◆ **Direction A**:
Count the lines in the listing below that contain the string "target", treating case as significant, and reply with the number alone.

◆ **Extract to read**:

The lack of unity found on much of Abbey Road is only made more apparent by the medley that makes up most of Side 2. Made up of eight mini-songs, the medley serves as a microcosm of just what made albums like Revolver and Sgt. Pepper’s Lonely Hearts Club Band succeed in the areas in which Abbey Road falls a bit short. None of these songs feel forced. Their inclusion and placement makes sense despite the differences in their sounds. Here, each song bleeds into the next. Each part serves a purpose in propping up the whole. Without any one of these parts, the machine stops functioning.
Maybe the pettiest criticism that I can offer is that, compared to Sgt. Pepper or Revolver, some of the music to be heard on Abbey Road just isn’t that interesting. “Oh! Darling” features one of the rawer, more emotional vocal performances that Paul McCartney ever gave, comparable even to the primal screaming heard on the latter half of “Hey Jude,” yet it is bogged down with repeated, substandard breakup lyrics (rhyming, “I nearly fell down and cried” with “I nearly fell down and died,” this can hardly be called one of the better sets of lyrics attributed to Lennon/McCartney), atop a fairly generic doo wop style composition. Once again, it’s not that this is a bad song, but it adds no real substance, and could likely have been confined to the B-side of a single without hurting the album at all. The same assessment can be applied to the aforementioned “Maxwell’s Silver Hammer,” described by famous pessimist John Lennon as “Paul’s granny music,” and by famous optimist Ringo Starr in 2008 as “the worst track we ever had to record.” While those assessments are maybe a bit overly harsh (Everyone knows that “Mr. Moonlight” is the worst song The Beatles ever recorded), it is pretty apparent that the recording of the song was meant as a concession to McCartney and that the rest of the group’s heart was hardly there at all.

◆ **Direction B**:
Rewrite everything in the Abbey Road review above from "The lack of" down to "machine stops functioning.", changing "medley" to "suite" wherever it appears.

◆ **Records shown**:
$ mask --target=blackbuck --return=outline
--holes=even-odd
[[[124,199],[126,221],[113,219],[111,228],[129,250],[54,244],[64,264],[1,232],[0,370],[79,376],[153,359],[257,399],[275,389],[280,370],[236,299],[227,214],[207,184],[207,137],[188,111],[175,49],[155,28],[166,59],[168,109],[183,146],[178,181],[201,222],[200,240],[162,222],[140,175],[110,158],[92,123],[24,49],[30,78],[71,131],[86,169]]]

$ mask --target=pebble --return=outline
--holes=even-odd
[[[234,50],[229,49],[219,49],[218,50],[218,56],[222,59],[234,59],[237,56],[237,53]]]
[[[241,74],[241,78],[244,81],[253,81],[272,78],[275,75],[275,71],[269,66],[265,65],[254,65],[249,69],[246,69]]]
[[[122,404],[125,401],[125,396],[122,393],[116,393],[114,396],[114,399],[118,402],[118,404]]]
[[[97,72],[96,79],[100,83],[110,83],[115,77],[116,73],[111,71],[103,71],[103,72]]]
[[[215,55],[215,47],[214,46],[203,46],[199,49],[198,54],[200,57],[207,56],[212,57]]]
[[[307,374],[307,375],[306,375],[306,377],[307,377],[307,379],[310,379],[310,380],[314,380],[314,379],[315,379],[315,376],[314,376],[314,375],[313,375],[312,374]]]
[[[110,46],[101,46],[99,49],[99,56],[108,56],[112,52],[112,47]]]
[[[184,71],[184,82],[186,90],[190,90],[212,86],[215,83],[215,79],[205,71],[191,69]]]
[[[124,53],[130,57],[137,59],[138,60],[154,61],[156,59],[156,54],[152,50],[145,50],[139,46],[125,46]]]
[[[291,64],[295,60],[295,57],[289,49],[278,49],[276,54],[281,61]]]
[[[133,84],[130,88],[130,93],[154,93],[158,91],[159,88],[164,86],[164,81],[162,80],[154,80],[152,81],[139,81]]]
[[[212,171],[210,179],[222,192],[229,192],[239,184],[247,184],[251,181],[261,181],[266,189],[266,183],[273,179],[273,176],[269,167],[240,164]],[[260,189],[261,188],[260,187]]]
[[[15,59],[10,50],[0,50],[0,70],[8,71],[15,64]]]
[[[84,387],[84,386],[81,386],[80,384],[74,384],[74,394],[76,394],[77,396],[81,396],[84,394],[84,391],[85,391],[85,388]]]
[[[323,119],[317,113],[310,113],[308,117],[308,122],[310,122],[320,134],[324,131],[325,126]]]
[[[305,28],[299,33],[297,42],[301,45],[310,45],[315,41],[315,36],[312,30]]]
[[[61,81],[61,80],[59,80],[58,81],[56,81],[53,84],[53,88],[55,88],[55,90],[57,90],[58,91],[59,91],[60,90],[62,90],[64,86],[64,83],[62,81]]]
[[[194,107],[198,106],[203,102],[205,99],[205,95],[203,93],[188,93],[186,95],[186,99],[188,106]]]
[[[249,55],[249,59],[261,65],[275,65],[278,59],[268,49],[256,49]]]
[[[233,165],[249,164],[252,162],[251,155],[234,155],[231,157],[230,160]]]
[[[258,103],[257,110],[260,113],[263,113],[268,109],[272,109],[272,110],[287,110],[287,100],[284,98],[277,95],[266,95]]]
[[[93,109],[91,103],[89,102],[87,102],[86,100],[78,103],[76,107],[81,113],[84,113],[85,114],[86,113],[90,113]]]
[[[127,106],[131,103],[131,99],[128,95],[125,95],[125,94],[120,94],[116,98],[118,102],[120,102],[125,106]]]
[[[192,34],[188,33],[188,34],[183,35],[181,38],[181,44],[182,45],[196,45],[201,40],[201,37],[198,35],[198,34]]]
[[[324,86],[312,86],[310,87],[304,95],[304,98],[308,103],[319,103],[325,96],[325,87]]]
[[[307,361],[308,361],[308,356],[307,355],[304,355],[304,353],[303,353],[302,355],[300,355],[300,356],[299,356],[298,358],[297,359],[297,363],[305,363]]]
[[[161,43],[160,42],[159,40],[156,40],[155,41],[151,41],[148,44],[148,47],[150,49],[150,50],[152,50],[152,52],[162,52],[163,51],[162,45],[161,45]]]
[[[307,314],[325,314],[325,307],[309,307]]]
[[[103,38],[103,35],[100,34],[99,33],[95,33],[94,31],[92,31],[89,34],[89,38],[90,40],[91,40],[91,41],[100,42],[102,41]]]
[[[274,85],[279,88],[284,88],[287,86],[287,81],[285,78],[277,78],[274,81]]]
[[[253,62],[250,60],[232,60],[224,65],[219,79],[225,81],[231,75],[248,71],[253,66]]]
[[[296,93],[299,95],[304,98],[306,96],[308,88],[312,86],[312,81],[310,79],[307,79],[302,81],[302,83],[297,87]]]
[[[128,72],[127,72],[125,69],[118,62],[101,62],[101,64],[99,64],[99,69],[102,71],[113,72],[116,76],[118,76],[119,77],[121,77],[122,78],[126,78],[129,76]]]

◆ **Task response A**:
2

◆ **Task response B**:
The lack of unity found on much of Abbey Road is only made more apparent by the suite that makes up most of Side 2. Made up of eight mini-songs, the suite serves as a microcosm of just what made albums like Revolver and Sgt. Pepper’s Lonely Hearts Club Band succeed in the areas in which Abbey Road falls a bit short. None of these songs feel forced. Their inclusion and placement makes sense despite the differences in their sounds. Here, each song bleeds into the next. Each part serves a purpose in propping up the whole. Without any one of these parts, the machine stops functioning.